-- Begin Text excerpt --
Re: [PATCH 1/1] mm, oom_adj: don't loop through tasks in __set_oom_adj when not necessary

From: Michal Hocko
Date: Thu Aug 20 2020 - 10:34:40 EST


On Thu 20-08-20 23:26:29, Tetsuo Handa wrote:
> On 2020/08/20 23:15, Michal Hocko wrote:
> > I would tend to agree that from the userspace POV it is nice to look at
> > oom tuning per process but fundamentaly the oom killer operates on the
> > address space much more than other resources bound to a process because
> > it is usually the address space hogging the largest portion of the
> > memory footprint. This is the reason why the oom killer has been
> > evaluating tasks based on that aspect rather than other potential memory
> > consumers bound to a task. Mostly due to lack of means to evaluate
> > those.
>
> We already allow specifying potential memory consumers via oom_task_origin().
-- End Text excerpt --
→ Aim 1
Answer these questions using the mailing-list message about oom_adj:
(a) Who sent the message, and on what date?
(b) Which function does Tetsuo Handa say already allows specifying potential memory consumers?
(c) In the quoted passage by Michal Hocko, what does the oom killer operate on much more than other resources bound to a process?
-- Begin Working data --
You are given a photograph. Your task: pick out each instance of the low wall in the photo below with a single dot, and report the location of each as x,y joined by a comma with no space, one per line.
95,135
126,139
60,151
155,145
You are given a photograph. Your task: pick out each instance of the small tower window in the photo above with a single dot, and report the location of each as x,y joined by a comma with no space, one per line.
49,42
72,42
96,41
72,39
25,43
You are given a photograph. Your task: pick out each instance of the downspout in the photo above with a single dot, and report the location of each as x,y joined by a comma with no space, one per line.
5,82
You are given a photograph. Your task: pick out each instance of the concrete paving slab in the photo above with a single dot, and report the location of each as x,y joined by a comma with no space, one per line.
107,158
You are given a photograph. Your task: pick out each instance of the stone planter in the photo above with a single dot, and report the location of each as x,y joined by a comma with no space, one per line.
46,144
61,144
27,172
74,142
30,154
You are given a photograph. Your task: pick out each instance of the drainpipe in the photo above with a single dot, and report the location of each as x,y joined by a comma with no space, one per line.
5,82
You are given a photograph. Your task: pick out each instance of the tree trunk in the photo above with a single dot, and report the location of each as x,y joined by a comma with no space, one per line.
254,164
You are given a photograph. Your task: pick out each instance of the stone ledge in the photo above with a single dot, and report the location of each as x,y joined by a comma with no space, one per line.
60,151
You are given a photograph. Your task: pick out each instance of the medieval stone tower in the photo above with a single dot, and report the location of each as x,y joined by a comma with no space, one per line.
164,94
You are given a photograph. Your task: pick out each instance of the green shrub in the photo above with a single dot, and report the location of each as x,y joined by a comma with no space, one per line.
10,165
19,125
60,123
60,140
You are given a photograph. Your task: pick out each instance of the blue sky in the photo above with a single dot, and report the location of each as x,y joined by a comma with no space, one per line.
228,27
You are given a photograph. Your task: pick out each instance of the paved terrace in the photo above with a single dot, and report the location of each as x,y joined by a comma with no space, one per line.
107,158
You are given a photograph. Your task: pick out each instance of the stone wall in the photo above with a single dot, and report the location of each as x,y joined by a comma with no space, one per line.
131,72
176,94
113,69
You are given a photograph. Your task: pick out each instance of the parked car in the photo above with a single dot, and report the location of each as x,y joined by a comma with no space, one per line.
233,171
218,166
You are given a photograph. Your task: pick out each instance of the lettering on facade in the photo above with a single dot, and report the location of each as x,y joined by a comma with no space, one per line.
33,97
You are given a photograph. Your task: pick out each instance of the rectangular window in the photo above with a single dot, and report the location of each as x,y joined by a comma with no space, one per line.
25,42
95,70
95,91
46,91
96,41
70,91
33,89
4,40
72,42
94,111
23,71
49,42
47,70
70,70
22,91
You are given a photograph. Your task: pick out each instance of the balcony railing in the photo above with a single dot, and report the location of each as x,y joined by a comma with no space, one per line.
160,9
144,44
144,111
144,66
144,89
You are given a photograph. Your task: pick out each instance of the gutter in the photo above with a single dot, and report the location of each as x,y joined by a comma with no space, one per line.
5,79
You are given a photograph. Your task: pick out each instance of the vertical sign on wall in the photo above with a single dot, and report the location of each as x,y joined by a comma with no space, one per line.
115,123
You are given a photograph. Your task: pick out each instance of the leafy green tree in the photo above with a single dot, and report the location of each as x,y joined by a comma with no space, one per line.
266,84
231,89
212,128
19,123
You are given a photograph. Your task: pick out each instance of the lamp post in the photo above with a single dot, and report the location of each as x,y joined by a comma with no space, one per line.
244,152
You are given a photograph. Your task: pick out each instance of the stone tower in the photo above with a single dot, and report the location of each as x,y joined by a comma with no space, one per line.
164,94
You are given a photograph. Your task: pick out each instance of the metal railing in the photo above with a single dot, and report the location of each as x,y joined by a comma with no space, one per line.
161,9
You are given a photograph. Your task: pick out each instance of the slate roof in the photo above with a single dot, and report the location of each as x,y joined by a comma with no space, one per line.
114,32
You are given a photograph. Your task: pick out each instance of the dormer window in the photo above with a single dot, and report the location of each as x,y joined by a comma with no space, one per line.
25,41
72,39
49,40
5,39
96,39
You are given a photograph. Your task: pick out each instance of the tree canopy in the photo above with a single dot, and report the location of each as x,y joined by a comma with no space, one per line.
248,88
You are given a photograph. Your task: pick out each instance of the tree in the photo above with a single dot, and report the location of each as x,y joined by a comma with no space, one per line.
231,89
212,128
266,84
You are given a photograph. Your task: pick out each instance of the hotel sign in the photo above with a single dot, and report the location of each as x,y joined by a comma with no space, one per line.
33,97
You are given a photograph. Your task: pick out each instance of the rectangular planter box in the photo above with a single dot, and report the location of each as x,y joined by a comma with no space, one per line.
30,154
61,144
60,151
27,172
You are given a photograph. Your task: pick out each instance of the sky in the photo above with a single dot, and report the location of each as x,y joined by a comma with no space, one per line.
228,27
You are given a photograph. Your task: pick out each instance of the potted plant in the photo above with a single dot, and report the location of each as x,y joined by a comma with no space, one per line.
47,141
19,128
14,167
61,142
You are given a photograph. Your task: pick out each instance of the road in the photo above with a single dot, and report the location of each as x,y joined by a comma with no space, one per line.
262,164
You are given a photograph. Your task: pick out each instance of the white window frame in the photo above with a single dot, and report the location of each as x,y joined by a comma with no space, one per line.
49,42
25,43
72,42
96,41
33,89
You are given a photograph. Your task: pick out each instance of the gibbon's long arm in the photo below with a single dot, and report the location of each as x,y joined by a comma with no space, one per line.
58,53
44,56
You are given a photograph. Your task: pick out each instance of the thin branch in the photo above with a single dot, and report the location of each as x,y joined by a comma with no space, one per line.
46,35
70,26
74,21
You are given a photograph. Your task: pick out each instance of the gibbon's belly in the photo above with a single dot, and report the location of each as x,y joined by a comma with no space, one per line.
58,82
-- End Working data --
→ Aim 2
Extract every line of the records that contains the string "planter".

→ Correct response 1
(a) Michal Hocko sent it on Thu Aug 20 2020 - 10:34:40 EST.
(b) oom_task_origin().
(c) The address space.

→ Correct response 2
You are given a photograph. Your task: pick out each instance of the stone planter in the photo above with a single dot, and report the location of each as x,y joined by a comma with no space, one per line.
You are given a photograph. Your task: pick out each instance of the rectangular planter box in the photo above with a single dot, and report the location of each as x,y joined by a comma with no space, one per line.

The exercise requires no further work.